Г.К. - Год с лишним тому назад поместили на сайте интервью с бывшим кадровым красноармейцем призыва 1939 года из 1-й Пролетарской мотострелковой дивизии, артиллеристом-связистом, участником парада Победы в 1945 году, сержантом Львом Марковичем Полонским. Интервью большое и подробное, и в нем он очень много рассказывает о своей довоенной службе в этой отборной, лучшей дивизии РККА. А чем Вам запомнилась довоенная служба?
Э.Ф. - Если мой однополчанин Полонский все рассказал подробно и детально, то я буду краток. Попал служить пехотинцем в 175-й Стрелковый Полк этой дивизии, который размещался в "Красных казармах", которые также называли "Красноперекопскими".В отделении подобрались все грамотные, образованные красноармейцы, был даже один кандидат химических наук. Наш общий взводный "образовательный ценз" не давал покоя помкомвзвода Потапову, человеку с четырехклассным образованием, маленького роста, со шрамом на лбу, который нам часто говорил напрямую - "Вы о себе много не думайте, я из вас всю дурьвыбью!". Боевой подготовкой мы занимались постоянно, но перед праздничными парадами на Красной площади тренировки по строевой начинались за два месяца до парада. Впервые я участвовал в параде после года армейской службы, 7/11/1940, уже будучи командиром отделения. Зимой мы находились в лагерях в Алабино, в полевой обстановке, жили в землянках, а утром пилили замерзший хлеб пилой - буханку на троих. Лыжные 20 -километровые кроссы были для нас вполне обыденной вещью. Летние лагерные сборы начинались в мае и на них нас гоняли "будь здоров", марш - броски по 20-30 километров с полной выкладкой в один конец, за Наро-Фоминск . Такие броски у нас назывались "кругосветкой" . На тебе винтовка, шинельная скатка, ранец, сумка с противогазом, шанцевый инструмент, каска, да еще могли тебе "пристроить на спину" ротный миномет в специальном ранце, а это еще 24 килограмма, и... "Бегом, марш!". И ничего, все выдерживали.

* _ЧТО НУЖНО СДЕЛАТЬ_
1: Ответьте на вопросы по интервью.
(a) В каком полку служил пехотинцем Э.Ф.?
(b) Когда он впервые участвовал в параде?
(c) Сколько весил ротный миномет в специальном ранце?
2: Обновите интервью: перепишите весь фрагмент от слов «Г.К. - Год с» вплоть до слов «запомнилась довоенная служба?», заменив «артиллеристом-связистом» на «артиллеристом-разведчиком».
Эти данные для работы не понадобятся.

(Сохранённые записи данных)
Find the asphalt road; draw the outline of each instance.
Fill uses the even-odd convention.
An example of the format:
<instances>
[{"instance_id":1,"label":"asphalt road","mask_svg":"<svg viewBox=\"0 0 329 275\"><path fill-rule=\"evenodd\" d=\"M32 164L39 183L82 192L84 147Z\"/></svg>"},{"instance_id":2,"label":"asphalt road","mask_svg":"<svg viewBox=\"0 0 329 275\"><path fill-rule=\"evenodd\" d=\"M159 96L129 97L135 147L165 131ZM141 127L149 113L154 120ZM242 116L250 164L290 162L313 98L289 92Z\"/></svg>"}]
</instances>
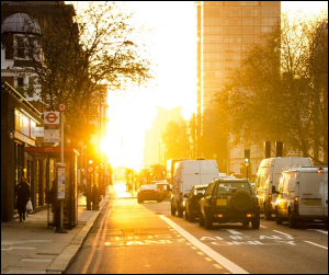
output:
<instances>
[{"instance_id":1,"label":"asphalt road","mask_svg":"<svg viewBox=\"0 0 329 275\"><path fill-rule=\"evenodd\" d=\"M260 229L214 224L206 230L197 219L171 216L169 199L112 198L67 273L328 274L328 228L261 219Z\"/></svg>"}]
</instances>

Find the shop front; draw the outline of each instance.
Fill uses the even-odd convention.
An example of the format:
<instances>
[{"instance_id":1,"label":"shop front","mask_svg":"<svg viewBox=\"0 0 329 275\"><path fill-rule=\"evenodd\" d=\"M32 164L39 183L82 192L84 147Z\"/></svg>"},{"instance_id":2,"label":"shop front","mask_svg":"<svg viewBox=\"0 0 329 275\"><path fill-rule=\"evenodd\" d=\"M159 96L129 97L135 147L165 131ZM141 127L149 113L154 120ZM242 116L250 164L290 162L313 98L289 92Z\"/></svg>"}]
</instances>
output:
<instances>
[{"instance_id":1,"label":"shop front","mask_svg":"<svg viewBox=\"0 0 329 275\"><path fill-rule=\"evenodd\" d=\"M55 187L56 163L60 162L60 147L29 147L24 149L31 158L44 160L45 198L48 202L48 226L55 227L56 197L53 195ZM72 229L78 224L78 156L73 148L64 148L65 198L63 226Z\"/></svg>"}]
</instances>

* _ОТВЕТЫ_
1:
(a) В 175-м Стрелковом Полку.
(b) 7/11/1940, после года армейской службы.
(c) 24 килограмма.

2:
Г.К. - Год с лишним тому назад поместили на сайте интервью с бывшим кадровым красноармейцем призыва 1939 года из 1-й Пролетарской мотострелковой дивизии, артиллеристом-разведчиком, участником парада Победы в 1945 году, сержантом Львом Марковичем Полонским. Интервью большое и подробное, и в нем он очень много рассказывает о своей довоенной службе в этой отборной, лучшей дивизии РККА. А чем Вам запомнилась довоенная служба?